**Zadanie do wykonania A:**
Odpowiedz krótko na pytania dotyczące tekstu o zasiedzeniu ziemi:
(i) Kto według umowy z sąsiedniej wioski miał płacić podatek u sołtysa?
(ii) Co zrobił sąd na pierwszym posiedzeniu w sprawie z sąsiedniej wioski?
(iii) Do jakiego wydziału starostwa powiatowego należy się udać według ostatniej wypowiedzi?
**Zadanie do wykonania B:**
Napisz dalszy ciąg tekstu o zasiedzeniu ziemi, zaczynając po jego ostatnim zdaniu.

Skocz do zawartości

Rekomendowane odpowiedzi

Wybrane dla Ciebie
Opublikowano
1 godzinę temu, lukasz222 napisał(a):

Zgodnie z Twoją argumentacją, jeśli sąsiad wydzierżawił mojemu ojcu ziemię 30 lat temu, to ja mam teraz do niej większe prawo niż właściciel, bo uprawiamy to tyle lat? To, że ktoś z rodziny właściciela to uprawia znaczy ni mniej ni więcej tyle, że wydzierżawiono mu to na tzw. gębę, nie ma tu żadnych podstaw do zasiedzenia, a ta dyskusja ma na celu chyba tylko nabijanie postów.

jeśli wydzierżawił to jest dzierżawcą a nie posiadaczem samoistnym ,takie jest prawo niestety ze można legalne przejąć cudzą własność co jest kradzieżą ale tak jest 

opiszę ci  sytuację z sąsiedniej wioski gdzie właśnie była umowa dzierżawy czy tam użyczenie na gębę ,dogadali się że podatek będzie płacił dzierżawca  u sołtysa i tak minęło ponad 30 lat bo właściciel członek dalszej rodziny się nie interesował właściwe ziemia ,mało tego przyobiecał sprzedać dzierżawcy te pole kiedyś tam , ale pech chciał że poprostu zmarł ,odnaleźli się spadkobiercy którzy oczywiście szybko geodetę podział i do sprzedaży , gość się wkurwił że nie przyszli do niego i go nie  poinformowali o niczym ,złożył wniosek o zasiedzenie i na pierwszym posiedzeniu sąd ustanowił zasiedzenie bo spadkobiercy nawet się nie pojawili na rozprawie ,żadnych świadków sąd nie wzywał ,miał na piśmie poświadczenie od sołtysa i gminy że to on opłacał podatki i sołtys i ktoś tam jeszcze potwierdził na piśmie że od ponad 30 lat pole obrabiał i miał je nieprzerwanie w posiadaniu ,był u prawnika ten mu napisał wniosek i oświadczenie dla świadka ,sołtysa i gminy ,poszedł wszyscy potwierdzili podpisem bo tak właśnie było ,spadkobiercy otarli się rękawem a poszły już zaliczki i były terminy na opisy ,tylko nowi nabywcy się zainteresowali i zapytali dzierżawcę kiedy opuści pole a ten oświadczył że złożył już dokumenty o zasiedzenie b ma do tego pełne prawo ,polecieli i odwołali wszystko u notariusza a tak by był większy cyrk ,

tak się kończą wieloletnie umowy na gębę i olewanie prawa 

Opublikowano
12 godzin temu, piotrkrk25 napisał(a):

Jak czytam porady co niektórych to mnie krew zalewa. Jak można nie mając zielonego pojęcia o temacie próbować dawać rady innym i wprowadzać zamęt. Temat jest prosty i wygląda tak. Człowiek przejął działkę na podstawie umowy sporządzonej w urzędzie gminy i jest jej pełnoprawnym właścicielem. Takie było wtedy prawo że wystarczyła odręczna umowa i nie był wymagany akt notarialny. Księgi wieczystej też zazwyczaj w takim przypadku nie ma, ale w niczym to nie przeszkadza. Jedyne co trzeba zrobić to udać się do starostwa powiatowego do wydziału geodezji i uzyskać kopię tej umowy i z tą kopią do notariusza. Notariusz dalej pokieruje co trzeba zrobić, żeby działkę sprzedać.

**Zarejestrowane dane:**
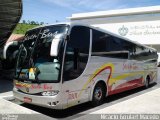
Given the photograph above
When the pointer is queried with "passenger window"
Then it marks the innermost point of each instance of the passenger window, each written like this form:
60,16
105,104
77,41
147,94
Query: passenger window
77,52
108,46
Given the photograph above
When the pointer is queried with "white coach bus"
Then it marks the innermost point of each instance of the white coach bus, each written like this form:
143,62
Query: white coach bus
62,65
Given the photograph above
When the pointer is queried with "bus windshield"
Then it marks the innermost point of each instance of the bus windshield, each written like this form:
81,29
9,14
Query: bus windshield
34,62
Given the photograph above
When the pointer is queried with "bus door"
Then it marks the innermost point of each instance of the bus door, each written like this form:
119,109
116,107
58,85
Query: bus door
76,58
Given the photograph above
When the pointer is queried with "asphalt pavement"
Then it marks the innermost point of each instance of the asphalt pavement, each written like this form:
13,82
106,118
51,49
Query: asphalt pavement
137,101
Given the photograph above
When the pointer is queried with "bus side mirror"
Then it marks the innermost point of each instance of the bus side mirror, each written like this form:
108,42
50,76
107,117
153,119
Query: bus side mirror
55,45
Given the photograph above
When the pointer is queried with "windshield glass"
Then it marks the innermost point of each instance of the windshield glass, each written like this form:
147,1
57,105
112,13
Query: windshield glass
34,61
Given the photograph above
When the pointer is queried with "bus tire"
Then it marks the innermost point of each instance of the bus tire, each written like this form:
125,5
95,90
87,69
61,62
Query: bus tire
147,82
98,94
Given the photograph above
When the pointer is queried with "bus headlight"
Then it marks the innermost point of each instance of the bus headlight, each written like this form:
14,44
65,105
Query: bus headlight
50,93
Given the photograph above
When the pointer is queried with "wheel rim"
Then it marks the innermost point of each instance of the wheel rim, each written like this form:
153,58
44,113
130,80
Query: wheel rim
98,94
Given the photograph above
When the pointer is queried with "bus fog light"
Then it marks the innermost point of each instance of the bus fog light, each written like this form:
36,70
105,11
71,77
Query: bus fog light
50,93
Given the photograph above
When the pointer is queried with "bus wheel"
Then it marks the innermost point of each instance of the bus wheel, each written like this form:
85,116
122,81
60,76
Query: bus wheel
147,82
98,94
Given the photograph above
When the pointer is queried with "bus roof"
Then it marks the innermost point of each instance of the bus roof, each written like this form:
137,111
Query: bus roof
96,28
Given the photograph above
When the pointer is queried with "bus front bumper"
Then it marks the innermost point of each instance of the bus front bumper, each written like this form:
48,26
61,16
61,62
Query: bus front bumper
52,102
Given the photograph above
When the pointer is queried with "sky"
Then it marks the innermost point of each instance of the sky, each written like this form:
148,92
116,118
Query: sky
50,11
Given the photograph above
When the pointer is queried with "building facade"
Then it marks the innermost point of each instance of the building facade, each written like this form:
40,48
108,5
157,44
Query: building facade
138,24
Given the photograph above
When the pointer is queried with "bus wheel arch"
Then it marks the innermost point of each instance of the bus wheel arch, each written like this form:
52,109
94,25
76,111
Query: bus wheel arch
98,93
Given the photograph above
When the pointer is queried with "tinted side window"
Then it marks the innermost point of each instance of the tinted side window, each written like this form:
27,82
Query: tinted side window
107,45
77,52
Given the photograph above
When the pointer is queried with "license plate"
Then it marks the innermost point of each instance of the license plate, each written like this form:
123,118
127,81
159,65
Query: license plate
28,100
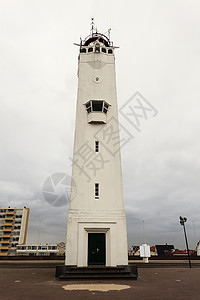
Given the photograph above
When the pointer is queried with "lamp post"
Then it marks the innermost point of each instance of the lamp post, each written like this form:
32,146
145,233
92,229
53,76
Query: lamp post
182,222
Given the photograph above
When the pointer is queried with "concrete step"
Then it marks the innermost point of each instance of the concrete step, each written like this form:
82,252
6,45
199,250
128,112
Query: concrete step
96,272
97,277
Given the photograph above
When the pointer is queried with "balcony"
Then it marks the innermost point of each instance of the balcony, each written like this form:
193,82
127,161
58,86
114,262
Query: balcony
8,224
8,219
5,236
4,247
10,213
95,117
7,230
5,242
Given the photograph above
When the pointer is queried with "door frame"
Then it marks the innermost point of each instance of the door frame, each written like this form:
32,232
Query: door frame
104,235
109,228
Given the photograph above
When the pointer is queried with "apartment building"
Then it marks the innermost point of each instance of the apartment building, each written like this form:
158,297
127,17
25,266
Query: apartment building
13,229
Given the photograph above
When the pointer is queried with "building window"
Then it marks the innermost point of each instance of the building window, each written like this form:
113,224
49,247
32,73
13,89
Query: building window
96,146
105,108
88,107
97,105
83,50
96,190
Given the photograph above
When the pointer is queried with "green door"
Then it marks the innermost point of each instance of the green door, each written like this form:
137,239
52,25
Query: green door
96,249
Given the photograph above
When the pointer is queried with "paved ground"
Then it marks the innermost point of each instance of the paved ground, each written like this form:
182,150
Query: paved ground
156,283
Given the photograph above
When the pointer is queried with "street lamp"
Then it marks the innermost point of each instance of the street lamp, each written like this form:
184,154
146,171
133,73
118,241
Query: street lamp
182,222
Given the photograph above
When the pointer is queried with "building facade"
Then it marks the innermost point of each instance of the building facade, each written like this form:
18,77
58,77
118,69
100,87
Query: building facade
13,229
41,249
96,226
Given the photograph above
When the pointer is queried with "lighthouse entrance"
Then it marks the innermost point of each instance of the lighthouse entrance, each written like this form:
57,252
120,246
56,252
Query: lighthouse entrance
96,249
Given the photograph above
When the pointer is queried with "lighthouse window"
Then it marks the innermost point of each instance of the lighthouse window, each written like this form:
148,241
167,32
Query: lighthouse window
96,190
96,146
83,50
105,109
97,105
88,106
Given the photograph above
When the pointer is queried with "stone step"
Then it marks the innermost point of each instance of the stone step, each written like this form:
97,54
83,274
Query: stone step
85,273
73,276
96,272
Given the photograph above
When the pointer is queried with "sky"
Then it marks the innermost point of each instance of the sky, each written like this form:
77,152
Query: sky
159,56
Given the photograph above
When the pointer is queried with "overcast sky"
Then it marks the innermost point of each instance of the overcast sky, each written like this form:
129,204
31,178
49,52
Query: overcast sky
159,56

**Wynik zadania A:**
(i) Podatek miał płacić dzierżawca.
(ii) Sąd ustanowił zasiedzenie.
(iii) Należy się udać do wydziału geodezji.

**Wynik zadania B:**
Ps. Gmina podatki nalicza na podstawie danych otrzymanych ze starostwa i deklaracji składanej przez samego właściciela, księgi wieczyste nie mają nic wspólnego z podatkami.

Spokojnie nie tak szybko .

Po 1 to ten gościu nie ma czego sprzedawać,  bo mimo że nakazy przychodzą na niego to jak sam napisał nigdy tego pola nie uprawiał,  tylko uprawiał to ktoś inny z rodziny. Więc wystarczy że ten który to użytkuje wystąpi o zasiedzenie i po prostu ta działka przejdzie formalnie na niego i skończą się marzenia o sprzedaży pola 

  • Thanks 1
Opublikowano

w mojej wsi sąsiad posiada tak kilka działek od 40 lat  ,małych od  0,3 ha do 0,5 ha i spokojnie może je już zasiedzieć ,był nawet jeden spadkobierca u mnie i chciał sprzedać ten kartofel to go wyśmiałem ,mało tego na jego działce 0,5 ha jest dwóch lokatorów od ponad 40 lat  

niby by mi pasowała bo nawet do miedzy ta działka ,ale co ja będę się brał na noże z sąsiadami i robił porządki które ktoś zaniedbał od wielu lat, niech sprzeda lokatorom 

zasiedzenie jak są spełnione warunki jest praktycznie z atomatu ,wystarczy tylko złożyć wniosek i sąd to tylko sankcjonuje i daje papier do wpisu na księgi

 prawo jest jakie jest można to negować ,ale są frajerzy co nie wiedzą gdzie mają pole od 40 lat  i się nie interesują , szukają jeleni żeby sprzedać coś co już do nich z mocy prawa nie należy 

kiedyś zabierali ziemie takim na skarb państwa i szło pod PGR 

Opublikowano
1 godzinę temu, Desperado napisał(a):

Jak nie jest właścicielem jak takie było kiedyś prawo.

Księgę wieczystą to działka ma, tylko czy jest wpis że ten gościu jest tam wpisany,  numer księgi i wszystko można sprawdzić bez wychodzenia z domu, do gminy trzeba iść i tam powiedzą co i jak zrobić.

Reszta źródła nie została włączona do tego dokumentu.